The following is page three of an illustrated solution for the
Tough Sudoku of November 28, 2007. This page has one step
which is interesting. It employs

- The recognition of two usefully linked
*Almost Y Wing Styles*

Page One of this solution was primarily about the use
of an

*Almost Unique Rectangle* in a chain.

Page Two of this solution included some typical steps,
plus a complex linking of several disparite types of

*Almost AICs*.
All of the

*Sudoku tips and tricks* contained on this page are straightforward, albeit the last one perhaps less so.

Previous blog pages may be helpful. Links to these pages are found to the right, under
**Previous Entries**.

### Step 4c - Y wing style with candidates 2 & 7 & 9

Above, find

- (9)r1c2=(9-2)r2c2=(2)r1c1-(2=7)r1c7 => r1c2≠7
- Alternate writing: (Hidden pair 29)r12c2=(2)r1c1-(2=7)r1c7 => r1c2≠7

The difference between the two writings of this step given above are subtle. It is helpful to be aware of both. This
is especially true if one employs counting with deeper, more complex chains or nets. Candidate 7 is ripe for a few
easy eliminations.

### Step 4d - a short chain using an Almost Hidden Pair

To the left, find a short chain using an Almost Hidden Pair (HP):

- (7)r78c2=(7-2)r6c2=(2-58)r6c1=(HP58)r78c1
- => r78c1 ≠7
- Alternate presentation:
- (7)r78c2=(7-2)r6c2=(HT258)r678c1
- => r78c1 ≠7

Again, I find it useful to be aware of multiple presentations of the same idea. The Hidden Triple (HT) presentation
exposes the conjugate naked quad in column 1:

- (7)r78c2=(7-2)r6c2=(2)r6c1-(2=Quad1347)r1234c1
- => r78c1 ≠7

### Step 4e - Y wing style with candidates 2 & 7

Above, another Y Wing style quickly dispenes with another 7:

- (7=2)r1c7-(2)r1c1=(2-7)r6c1=(7)r13c1 => r1c3 ≠7

It happens with relative frequency that one elimination, such as the previous forbidding of (6) from r1c7, quickly leads
to a host of eliminations using many similar or stacked strong inferences. By

*stacked*, I mean that after making
one elimination, another one follows easily. This puzzle seems to be ripe with

*Y Wing Style* (YWS) type configurations.

> [Data]:
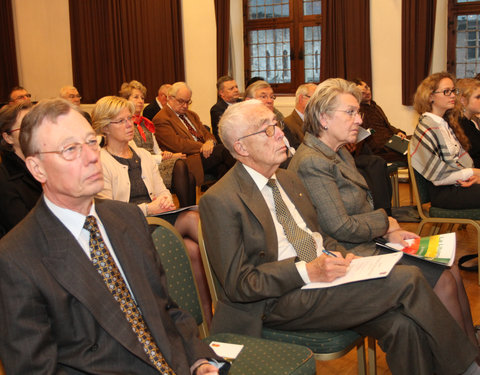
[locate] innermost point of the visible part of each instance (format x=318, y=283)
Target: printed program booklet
x=437, y=249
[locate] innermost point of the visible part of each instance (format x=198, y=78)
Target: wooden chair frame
x=437, y=221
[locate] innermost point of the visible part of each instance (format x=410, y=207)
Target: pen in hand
x=326, y=252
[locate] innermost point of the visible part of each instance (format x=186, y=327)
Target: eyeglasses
x=351, y=112
x=266, y=97
x=22, y=97
x=447, y=92
x=183, y=102
x=269, y=131
x=74, y=150
x=122, y=121
x=12, y=131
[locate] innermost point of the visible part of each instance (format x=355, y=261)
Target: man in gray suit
x=261, y=273
x=58, y=315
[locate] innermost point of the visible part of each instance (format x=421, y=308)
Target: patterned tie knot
x=105, y=265
x=91, y=225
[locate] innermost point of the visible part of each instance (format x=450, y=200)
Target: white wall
x=44, y=58
x=200, y=49
x=386, y=41
x=42, y=33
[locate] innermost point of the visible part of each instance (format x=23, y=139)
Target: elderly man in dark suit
x=261, y=266
x=178, y=129
x=82, y=288
x=160, y=101
x=228, y=94
x=294, y=122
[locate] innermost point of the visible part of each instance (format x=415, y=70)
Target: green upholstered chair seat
x=318, y=342
x=473, y=214
x=269, y=357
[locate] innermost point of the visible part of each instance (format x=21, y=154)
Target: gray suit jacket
x=339, y=193
x=247, y=268
x=57, y=314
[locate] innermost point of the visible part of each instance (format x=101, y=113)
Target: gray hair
x=324, y=100
x=254, y=87
x=47, y=109
x=63, y=91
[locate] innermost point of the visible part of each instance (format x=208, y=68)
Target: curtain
x=222, y=17
x=8, y=62
x=346, y=40
x=114, y=41
x=418, y=25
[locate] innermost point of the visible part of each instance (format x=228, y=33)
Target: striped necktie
x=302, y=242
x=105, y=265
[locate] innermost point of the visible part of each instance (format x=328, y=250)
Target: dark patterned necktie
x=196, y=135
x=107, y=268
x=302, y=242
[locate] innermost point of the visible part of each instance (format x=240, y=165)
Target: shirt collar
x=72, y=220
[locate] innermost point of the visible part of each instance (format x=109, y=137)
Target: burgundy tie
x=191, y=129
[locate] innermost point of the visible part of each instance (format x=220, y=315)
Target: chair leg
x=372, y=356
x=361, y=359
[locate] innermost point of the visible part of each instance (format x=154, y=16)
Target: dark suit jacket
x=246, y=262
x=173, y=136
x=19, y=191
x=151, y=110
x=57, y=314
x=215, y=113
x=294, y=129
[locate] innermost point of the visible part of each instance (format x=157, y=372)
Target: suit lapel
x=254, y=201
x=70, y=266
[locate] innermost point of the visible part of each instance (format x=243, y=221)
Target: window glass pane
x=311, y=47
x=467, y=46
x=273, y=59
x=311, y=7
x=262, y=9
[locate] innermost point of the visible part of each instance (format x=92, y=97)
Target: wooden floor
x=466, y=244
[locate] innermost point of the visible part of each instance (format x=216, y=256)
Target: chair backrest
x=212, y=281
x=178, y=269
x=419, y=186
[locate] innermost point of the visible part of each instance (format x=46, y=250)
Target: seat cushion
x=266, y=357
x=318, y=342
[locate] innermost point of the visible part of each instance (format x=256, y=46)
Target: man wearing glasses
x=264, y=244
x=83, y=290
x=178, y=129
x=18, y=94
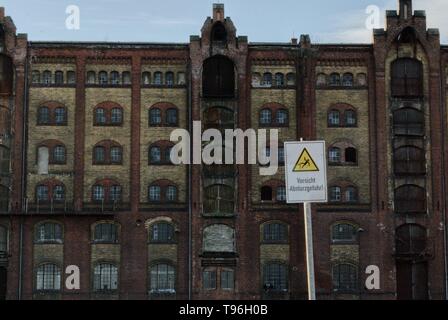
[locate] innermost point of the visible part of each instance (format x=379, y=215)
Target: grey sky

> [Direction 1]: In the Sudoku solution page, what does the Hidden Triple presentation in Step 4d make visible, according to the author? Answer in one to three sentences.
> [Direction 2]: Write the next part of the Sudoku solution page, picking up after its last sentence.
None of the records are needed for this work.

> [Expected output 1]: According to the author, the Hidden Triple presentation exposes the conjugate naked quad in column 1. That gives the chain (7)r78c2=(7-2)r6c2=(2)r6c1-(2=Quad1347)r1234c1, which also leads to r78c1 ≠7.

> [Expected output 2]:
Even step

**4d** feels like a depth 3 YWS with the consideration of the

*Super Cell* (8)r67c1.

### Step 4f - Almost Hidden Pair (29-69)

Below find a longer deduction that sets up a puzzle breaking step

The graphic above could be written:

- (7)r9c8=(7)r3c8-(7)r1c7=(7-2)r1c1=(HP29-HP69)r12c2=(6)r8c2-(6)r9c3=(6)r9c6
- => r9c6≠7

An alternate, but similar, way to the same elimination was available immediately after step

**4b**:

- (7)r9c8=(7)r3c8-
**(7=2)r1c7**-(2)r1c1=(HP29-HP69)r12c2=(6)r8c2-(6)r9c3=(6)r9c6
- => r9c6≠7

The only difference between the two chains should appear

**bold**.

When writing chains, I often prefer to use something similar to (HPxy-HPxz) as it maintains the symmetry of the
*Forbidding Chain* or *Alternating Inference Chain*. Thus, the chain reads perfectly well in either direction.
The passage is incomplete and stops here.